Task:
Could you set out the rows below as a numbered list, dropping any blank lines?

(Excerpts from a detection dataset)
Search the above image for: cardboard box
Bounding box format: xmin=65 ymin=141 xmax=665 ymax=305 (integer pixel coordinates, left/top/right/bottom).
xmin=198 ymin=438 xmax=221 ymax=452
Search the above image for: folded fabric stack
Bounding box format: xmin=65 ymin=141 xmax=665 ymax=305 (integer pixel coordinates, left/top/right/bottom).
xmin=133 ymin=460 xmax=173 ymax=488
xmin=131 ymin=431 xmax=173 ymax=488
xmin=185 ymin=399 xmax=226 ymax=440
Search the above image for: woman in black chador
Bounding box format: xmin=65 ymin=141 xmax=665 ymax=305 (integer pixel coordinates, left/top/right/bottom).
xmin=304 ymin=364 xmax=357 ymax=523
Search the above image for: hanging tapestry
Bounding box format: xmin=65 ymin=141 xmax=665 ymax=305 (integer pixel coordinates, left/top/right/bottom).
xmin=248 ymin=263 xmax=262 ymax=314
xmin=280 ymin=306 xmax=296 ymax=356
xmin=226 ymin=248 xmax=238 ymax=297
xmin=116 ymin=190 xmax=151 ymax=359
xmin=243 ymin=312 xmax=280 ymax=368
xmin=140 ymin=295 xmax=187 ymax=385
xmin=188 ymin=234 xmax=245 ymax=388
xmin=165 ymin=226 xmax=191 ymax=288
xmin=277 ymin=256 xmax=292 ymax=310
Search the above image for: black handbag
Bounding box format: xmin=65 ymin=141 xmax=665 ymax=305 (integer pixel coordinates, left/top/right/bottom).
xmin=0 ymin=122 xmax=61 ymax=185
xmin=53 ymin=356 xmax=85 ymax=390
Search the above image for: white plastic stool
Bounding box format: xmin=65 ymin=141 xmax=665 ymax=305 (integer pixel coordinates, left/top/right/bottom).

Task response:
1. Search the above image for: cardboard box
2. Bounding box format: xmin=65 ymin=141 xmax=665 ymax=305 (integer pixel coordinates, left/top/right/bottom).
3. xmin=198 ymin=438 xmax=221 ymax=452
4. Search the above image for: folded fabric stack
5. Bounding box format: xmin=65 ymin=141 xmax=665 ymax=305 (integer pixel coordinates, left/top/right/bottom).
6. xmin=133 ymin=460 xmax=173 ymax=488
7. xmin=131 ymin=431 xmax=173 ymax=488
8. xmin=185 ymin=399 xmax=226 ymax=440
9. Search the above image for: woman in black chador
10. Bounding box format: xmin=65 ymin=141 xmax=665 ymax=305 (integer pixel coordinates, left/top/right/bottom).
11. xmin=304 ymin=364 xmax=357 ymax=523
12. Search the above image for: hanging tapestry
13. Bounding box format: xmin=65 ymin=141 xmax=665 ymax=305 (integer pixel coordinates, left/top/right/bottom).
14. xmin=248 ymin=263 xmax=262 ymax=314
15. xmin=280 ymin=306 xmax=296 ymax=356
16. xmin=226 ymin=248 xmax=238 ymax=297
17. xmin=116 ymin=190 xmax=151 ymax=359
18. xmin=243 ymin=312 xmax=280 ymax=368
19. xmin=140 ymin=295 xmax=187 ymax=385
20. xmin=188 ymin=234 xmax=245 ymax=388
21. xmin=165 ymin=226 xmax=191 ymax=288
22. xmin=277 ymin=256 xmax=292 ymax=310
23. Search the above image for: black handbag
24. Bounding box format: xmin=65 ymin=141 xmax=665 ymax=305 (integer pixel coordinates, left/top/right/bottom).
25. xmin=0 ymin=122 xmax=61 ymax=185
26. xmin=53 ymin=356 xmax=85 ymax=390
27. Search the above image for: white plastic stool
28. Bounding box format: xmin=65 ymin=141 xmax=665 ymax=305 (integer pixel coordinates, left/top/right/bottom).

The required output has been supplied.